### WHAT YOU SHOULD DO
Transcribe every record beneath, precisely as written.

[Start of section]

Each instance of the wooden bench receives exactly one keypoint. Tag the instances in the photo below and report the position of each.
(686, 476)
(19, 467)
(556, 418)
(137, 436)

[End of section]

### RESPONSE TO THE EXERCISE
Each instance of the wooden bench receives exactly one keypoint. Tag the instances in the photo below and report the position of each.
(686, 476)
(19, 467)
(556, 418)
(137, 436)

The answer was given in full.